### [Task instructions]
Please transcribe exactly, and only, the lines of the data below between the line holding "# mark one dot per instance, written like column 1200, row" and the line holding "column 45, row 60", inclusive.

━━ Exercise materials

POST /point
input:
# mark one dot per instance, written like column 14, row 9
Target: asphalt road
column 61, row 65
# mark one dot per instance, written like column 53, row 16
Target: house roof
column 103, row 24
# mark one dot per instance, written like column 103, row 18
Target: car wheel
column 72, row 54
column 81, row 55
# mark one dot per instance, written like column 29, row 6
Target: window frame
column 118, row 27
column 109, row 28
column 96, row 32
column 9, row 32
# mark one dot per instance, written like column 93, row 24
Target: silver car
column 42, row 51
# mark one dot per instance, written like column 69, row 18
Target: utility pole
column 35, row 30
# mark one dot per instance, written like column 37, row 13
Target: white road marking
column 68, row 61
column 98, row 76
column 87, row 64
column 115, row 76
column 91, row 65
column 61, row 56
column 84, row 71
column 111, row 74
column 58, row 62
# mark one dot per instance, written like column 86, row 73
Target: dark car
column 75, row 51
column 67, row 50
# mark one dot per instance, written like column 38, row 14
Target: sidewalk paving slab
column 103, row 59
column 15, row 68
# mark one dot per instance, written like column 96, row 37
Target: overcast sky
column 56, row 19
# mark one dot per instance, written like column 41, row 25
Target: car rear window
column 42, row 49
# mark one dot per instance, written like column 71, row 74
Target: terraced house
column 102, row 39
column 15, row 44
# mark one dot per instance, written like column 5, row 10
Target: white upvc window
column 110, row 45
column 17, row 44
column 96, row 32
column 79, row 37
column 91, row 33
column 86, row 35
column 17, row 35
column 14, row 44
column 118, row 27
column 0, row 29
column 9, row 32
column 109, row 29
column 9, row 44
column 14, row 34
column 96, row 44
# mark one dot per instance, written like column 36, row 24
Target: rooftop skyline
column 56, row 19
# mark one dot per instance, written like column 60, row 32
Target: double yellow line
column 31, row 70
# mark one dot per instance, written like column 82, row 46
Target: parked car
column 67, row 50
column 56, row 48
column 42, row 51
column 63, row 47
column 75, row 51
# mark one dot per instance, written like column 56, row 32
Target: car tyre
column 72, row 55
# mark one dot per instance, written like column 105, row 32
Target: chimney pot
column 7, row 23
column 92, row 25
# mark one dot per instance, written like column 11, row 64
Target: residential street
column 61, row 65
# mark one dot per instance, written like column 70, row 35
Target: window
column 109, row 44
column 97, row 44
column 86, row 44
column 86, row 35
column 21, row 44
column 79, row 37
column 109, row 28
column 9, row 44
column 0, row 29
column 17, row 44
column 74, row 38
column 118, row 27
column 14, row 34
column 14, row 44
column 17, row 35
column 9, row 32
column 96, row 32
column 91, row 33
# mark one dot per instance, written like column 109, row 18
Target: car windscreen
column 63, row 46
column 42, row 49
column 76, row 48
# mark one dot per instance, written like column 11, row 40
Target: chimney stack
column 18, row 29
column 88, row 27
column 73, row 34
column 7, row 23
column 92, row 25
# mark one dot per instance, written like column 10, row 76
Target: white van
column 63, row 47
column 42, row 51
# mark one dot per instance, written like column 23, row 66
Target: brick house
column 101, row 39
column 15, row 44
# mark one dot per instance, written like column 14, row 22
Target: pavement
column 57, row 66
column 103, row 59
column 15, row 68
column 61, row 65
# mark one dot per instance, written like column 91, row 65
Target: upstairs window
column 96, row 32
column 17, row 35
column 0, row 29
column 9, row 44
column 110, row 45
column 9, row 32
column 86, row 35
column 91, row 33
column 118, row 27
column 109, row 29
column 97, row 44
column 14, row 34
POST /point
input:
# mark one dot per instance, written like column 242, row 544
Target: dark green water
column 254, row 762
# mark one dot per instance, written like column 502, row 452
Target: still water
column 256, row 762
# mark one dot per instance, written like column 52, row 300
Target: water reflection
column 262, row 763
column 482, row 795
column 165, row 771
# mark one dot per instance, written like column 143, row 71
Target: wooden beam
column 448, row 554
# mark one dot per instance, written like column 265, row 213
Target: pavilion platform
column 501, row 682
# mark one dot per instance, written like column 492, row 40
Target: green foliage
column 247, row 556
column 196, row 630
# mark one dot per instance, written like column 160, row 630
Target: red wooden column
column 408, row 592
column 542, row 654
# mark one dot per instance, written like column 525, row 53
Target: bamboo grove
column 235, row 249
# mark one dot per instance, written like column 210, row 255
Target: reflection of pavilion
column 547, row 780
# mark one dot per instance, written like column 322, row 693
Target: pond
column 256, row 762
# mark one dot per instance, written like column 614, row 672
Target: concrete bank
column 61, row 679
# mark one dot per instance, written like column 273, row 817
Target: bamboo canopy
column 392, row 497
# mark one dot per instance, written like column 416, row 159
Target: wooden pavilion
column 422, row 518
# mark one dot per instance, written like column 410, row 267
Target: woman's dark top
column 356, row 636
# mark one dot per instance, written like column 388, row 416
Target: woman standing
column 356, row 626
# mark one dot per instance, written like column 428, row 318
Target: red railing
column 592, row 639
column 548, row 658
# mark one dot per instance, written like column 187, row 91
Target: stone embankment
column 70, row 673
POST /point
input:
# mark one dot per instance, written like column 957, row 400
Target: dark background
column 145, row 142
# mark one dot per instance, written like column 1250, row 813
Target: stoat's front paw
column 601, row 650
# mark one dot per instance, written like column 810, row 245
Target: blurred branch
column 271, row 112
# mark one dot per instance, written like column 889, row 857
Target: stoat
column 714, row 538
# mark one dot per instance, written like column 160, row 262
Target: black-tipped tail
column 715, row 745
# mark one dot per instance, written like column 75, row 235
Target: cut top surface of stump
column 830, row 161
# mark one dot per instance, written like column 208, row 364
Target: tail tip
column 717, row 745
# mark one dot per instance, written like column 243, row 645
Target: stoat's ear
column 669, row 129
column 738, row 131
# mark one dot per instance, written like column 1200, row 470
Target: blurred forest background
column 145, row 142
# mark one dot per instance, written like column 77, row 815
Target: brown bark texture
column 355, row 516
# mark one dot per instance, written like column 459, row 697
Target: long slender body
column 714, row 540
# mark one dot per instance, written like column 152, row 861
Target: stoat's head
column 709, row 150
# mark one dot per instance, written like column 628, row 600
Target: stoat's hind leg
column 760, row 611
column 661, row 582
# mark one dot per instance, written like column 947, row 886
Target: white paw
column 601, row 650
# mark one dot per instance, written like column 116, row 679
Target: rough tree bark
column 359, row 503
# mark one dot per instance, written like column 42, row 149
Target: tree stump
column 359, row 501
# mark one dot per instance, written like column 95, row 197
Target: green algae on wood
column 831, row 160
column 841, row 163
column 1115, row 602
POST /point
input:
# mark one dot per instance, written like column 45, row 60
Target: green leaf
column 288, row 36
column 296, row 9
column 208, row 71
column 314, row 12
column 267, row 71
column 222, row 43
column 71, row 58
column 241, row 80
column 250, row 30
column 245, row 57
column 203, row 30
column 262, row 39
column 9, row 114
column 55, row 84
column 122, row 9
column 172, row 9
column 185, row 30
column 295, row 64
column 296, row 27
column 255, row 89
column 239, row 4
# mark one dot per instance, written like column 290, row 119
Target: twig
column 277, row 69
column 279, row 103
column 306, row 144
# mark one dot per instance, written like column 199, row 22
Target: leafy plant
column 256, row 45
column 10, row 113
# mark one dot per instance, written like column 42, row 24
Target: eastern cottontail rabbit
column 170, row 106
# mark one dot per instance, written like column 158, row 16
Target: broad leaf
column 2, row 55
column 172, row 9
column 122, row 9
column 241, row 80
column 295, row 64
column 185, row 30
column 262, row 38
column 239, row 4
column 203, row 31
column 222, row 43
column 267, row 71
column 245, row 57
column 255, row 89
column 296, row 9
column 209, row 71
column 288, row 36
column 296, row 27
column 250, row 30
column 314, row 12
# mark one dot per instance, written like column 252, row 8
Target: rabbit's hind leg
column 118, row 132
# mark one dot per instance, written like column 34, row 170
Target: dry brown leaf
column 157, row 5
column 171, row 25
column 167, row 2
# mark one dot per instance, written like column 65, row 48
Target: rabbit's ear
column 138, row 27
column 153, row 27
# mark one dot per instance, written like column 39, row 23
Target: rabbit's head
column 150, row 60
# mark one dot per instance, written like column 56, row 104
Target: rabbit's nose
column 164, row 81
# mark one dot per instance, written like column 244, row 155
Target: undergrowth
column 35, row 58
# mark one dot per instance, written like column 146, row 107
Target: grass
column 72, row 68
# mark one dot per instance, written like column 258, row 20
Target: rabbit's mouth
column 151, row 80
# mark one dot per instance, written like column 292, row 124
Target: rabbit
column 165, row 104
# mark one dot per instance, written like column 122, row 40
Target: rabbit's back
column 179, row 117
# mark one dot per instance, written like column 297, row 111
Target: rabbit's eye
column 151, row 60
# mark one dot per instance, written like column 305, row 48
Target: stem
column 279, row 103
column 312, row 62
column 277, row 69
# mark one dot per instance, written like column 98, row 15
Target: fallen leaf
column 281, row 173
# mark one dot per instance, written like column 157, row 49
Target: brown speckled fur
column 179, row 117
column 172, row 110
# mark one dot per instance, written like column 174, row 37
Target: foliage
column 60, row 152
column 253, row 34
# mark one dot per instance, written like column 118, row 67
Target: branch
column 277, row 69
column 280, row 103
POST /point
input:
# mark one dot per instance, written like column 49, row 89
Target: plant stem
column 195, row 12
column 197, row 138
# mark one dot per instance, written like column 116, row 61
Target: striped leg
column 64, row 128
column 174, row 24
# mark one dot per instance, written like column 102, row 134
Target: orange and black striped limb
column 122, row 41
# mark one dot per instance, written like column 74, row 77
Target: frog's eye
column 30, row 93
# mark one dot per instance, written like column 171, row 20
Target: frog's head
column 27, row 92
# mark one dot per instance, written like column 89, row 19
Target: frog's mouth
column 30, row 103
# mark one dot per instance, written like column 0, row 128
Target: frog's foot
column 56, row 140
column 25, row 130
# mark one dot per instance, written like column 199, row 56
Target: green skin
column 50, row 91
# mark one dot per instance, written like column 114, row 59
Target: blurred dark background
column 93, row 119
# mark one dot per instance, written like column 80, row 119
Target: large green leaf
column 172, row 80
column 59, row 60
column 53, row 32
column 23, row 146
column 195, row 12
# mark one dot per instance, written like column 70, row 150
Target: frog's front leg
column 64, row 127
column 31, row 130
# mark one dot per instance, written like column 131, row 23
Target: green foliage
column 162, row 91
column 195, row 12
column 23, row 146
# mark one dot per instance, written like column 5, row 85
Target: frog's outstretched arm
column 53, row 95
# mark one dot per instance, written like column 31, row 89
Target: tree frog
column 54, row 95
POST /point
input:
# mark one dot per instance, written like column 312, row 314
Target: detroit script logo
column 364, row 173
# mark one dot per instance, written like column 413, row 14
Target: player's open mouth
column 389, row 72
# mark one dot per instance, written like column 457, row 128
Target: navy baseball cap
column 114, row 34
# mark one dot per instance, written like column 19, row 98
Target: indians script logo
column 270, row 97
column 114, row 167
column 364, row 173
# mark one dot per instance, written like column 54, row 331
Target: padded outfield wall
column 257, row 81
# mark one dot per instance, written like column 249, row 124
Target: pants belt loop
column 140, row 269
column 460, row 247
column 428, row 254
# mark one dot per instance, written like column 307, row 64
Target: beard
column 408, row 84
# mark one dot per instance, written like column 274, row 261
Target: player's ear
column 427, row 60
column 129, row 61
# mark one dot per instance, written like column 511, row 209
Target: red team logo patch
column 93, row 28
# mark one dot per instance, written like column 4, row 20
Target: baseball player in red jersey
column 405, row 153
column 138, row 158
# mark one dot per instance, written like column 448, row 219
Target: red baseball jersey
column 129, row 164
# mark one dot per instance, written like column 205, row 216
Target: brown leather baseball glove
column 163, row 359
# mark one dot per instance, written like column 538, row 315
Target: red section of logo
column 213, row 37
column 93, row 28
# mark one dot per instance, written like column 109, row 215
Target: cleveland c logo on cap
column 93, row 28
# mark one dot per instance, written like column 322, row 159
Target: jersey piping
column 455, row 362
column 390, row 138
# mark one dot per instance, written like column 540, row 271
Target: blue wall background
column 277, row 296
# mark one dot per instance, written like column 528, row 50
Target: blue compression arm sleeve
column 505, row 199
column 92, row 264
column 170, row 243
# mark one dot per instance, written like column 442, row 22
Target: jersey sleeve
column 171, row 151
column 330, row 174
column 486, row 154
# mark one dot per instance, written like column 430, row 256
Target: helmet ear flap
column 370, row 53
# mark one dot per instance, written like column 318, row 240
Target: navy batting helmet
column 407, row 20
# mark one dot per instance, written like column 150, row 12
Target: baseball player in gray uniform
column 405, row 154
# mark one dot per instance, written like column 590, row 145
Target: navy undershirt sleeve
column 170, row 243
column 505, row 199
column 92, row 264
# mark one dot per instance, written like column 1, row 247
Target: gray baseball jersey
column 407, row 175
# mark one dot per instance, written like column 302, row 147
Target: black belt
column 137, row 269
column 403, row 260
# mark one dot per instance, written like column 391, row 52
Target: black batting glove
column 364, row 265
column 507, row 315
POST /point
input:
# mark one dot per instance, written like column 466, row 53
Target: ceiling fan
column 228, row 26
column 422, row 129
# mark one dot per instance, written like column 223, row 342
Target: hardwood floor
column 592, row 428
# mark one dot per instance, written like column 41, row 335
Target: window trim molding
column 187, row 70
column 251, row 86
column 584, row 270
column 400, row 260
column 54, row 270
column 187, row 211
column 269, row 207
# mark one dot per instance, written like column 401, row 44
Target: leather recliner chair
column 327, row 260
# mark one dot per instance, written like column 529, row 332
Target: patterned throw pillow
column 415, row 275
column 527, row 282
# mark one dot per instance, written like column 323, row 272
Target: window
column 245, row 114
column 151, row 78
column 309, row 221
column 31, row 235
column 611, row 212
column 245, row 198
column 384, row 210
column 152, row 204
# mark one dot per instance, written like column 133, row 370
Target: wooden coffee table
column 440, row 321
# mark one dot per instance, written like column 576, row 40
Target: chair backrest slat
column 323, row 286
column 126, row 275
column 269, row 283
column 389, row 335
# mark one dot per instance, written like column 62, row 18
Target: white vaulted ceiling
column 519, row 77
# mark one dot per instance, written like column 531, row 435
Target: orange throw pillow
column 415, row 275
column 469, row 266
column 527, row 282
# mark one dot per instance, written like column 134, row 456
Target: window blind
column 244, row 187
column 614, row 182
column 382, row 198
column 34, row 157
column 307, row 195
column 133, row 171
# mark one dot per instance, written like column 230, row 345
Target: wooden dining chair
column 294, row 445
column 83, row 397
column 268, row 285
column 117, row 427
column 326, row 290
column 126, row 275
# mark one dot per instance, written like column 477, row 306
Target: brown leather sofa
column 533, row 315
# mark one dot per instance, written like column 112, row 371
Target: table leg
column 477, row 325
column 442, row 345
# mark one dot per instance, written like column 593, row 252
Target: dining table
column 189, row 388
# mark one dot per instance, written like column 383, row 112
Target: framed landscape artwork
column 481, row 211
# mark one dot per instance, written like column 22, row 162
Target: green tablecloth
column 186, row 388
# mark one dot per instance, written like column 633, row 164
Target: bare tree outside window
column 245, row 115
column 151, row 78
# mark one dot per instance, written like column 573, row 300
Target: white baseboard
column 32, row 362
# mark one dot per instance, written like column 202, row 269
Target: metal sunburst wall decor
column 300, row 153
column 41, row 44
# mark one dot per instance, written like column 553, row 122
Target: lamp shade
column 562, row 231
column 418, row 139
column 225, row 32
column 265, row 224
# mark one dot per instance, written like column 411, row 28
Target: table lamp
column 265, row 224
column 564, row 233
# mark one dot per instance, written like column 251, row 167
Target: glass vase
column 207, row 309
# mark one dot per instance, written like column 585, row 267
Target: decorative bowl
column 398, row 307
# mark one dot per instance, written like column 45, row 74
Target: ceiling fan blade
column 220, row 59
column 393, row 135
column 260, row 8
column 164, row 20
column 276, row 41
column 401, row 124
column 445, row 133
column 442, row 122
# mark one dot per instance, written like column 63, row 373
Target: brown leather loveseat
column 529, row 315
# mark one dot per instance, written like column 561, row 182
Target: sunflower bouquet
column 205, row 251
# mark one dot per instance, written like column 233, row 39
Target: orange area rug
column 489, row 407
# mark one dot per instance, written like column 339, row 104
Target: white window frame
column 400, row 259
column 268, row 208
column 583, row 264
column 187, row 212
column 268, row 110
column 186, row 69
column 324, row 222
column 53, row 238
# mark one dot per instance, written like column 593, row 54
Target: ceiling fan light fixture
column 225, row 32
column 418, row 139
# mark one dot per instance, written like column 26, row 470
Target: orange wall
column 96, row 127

━━━━

### [Completed task]
# mark one dot per instance, written like column 1200, row 470
Target: blurred forest background
column 145, row 142
# mark one dot per instance, written like column 77, row 815
Target: brown bark texture
column 355, row 516
# mark one dot per instance, written like column 459, row 697
Target: long slender body
column 714, row 540
# mark one dot per instance, written like column 152, row 861
Target: stoat's head
column 709, row 150
# mark one dot per instance, written like column 628, row 600
Target: stoat's hind leg
column 760, row 611
column 661, row 582
# mark one dot per instance, written like column 947, row 886
Target: white paw
column 601, row 650
# mark one dot per instance, written like column 116, row 679
Target: rough tree bark
column 359, row 503
# mark one dot per instance, written like column 42, row 149
Target: tree stump
column 359, row 501
# mark one dot per instance, written like column 95, row 197
Target: green algae on wood
column 831, row 160
column 841, row 163
column 1115, row 602
POST /point
input:
# mark one dot per instance, written like column 45, row 60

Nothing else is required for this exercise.